● **Provided entries**:
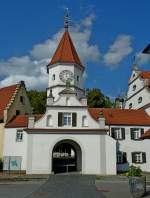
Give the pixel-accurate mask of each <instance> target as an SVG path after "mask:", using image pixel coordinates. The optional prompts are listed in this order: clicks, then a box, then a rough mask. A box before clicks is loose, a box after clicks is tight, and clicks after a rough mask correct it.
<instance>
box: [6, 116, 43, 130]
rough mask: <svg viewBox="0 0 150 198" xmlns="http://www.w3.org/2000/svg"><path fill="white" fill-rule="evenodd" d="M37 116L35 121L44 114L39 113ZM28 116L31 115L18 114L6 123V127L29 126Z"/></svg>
mask: <svg viewBox="0 0 150 198" xmlns="http://www.w3.org/2000/svg"><path fill="white" fill-rule="evenodd" d="M34 116H35V121H37V120H39V119H40V118H41V117H42V116H43V115H42V114H37V115H34ZM28 118H29V115H18V116H15V117H13V118H12V119H11V120H10V121H9V122H8V123H7V124H6V125H5V127H6V128H19V127H28Z"/></svg>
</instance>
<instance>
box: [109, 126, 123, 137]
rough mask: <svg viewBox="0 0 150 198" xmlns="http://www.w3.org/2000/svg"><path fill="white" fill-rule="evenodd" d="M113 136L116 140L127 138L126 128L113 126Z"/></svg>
mask: <svg viewBox="0 0 150 198" xmlns="http://www.w3.org/2000/svg"><path fill="white" fill-rule="evenodd" d="M111 136H112V137H113V138H114V139H116V140H122V139H125V128H111Z"/></svg>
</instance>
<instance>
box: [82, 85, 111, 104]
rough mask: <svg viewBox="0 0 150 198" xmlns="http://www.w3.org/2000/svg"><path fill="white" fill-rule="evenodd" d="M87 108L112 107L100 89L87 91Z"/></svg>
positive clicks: (87, 89) (110, 101) (106, 97)
mask: <svg viewBox="0 0 150 198" xmlns="http://www.w3.org/2000/svg"><path fill="white" fill-rule="evenodd" d="M86 92H87V102H88V107H112V103H111V101H110V99H109V97H107V96H105V95H104V94H103V93H102V92H101V90H100V89H87V91H86Z"/></svg>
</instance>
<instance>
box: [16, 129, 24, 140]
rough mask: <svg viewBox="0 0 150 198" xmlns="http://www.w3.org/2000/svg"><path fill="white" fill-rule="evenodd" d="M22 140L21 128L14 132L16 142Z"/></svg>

● **Aim of the task**: Can you convert the lines, starting at the very first one and ending at the one containing "116L35 121L44 114L39" (both included), into a JSON list of strings with one string per line and blank lines left out? Leave the pictures out of the list.

● **Completed exercise**:
[
  "Give the pixel-accurate mask of each <instance> target as an SVG path after \"mask:\", using image pixel coordinates. The optional prompts are listed in this order: clicks, then a box, then a rough mask. A box before clicks is loose, a box after clicks is tight, and clicks after a rough mask correct it.",
  "<instance>",
  "box: [6, 116, 43, 130]",
  "rough mask: <svg viewBox=\"0 0 150 198\" xmlns=\"http://www.w3.org/2000/svg\"><path fill=\"white\" fill-rule=\"evenodd\" d=\"M37 116L35 121L44 114L39 113ZM28 116L31 115L18 114L6 123V127L29 126Z\"/></svg>"
]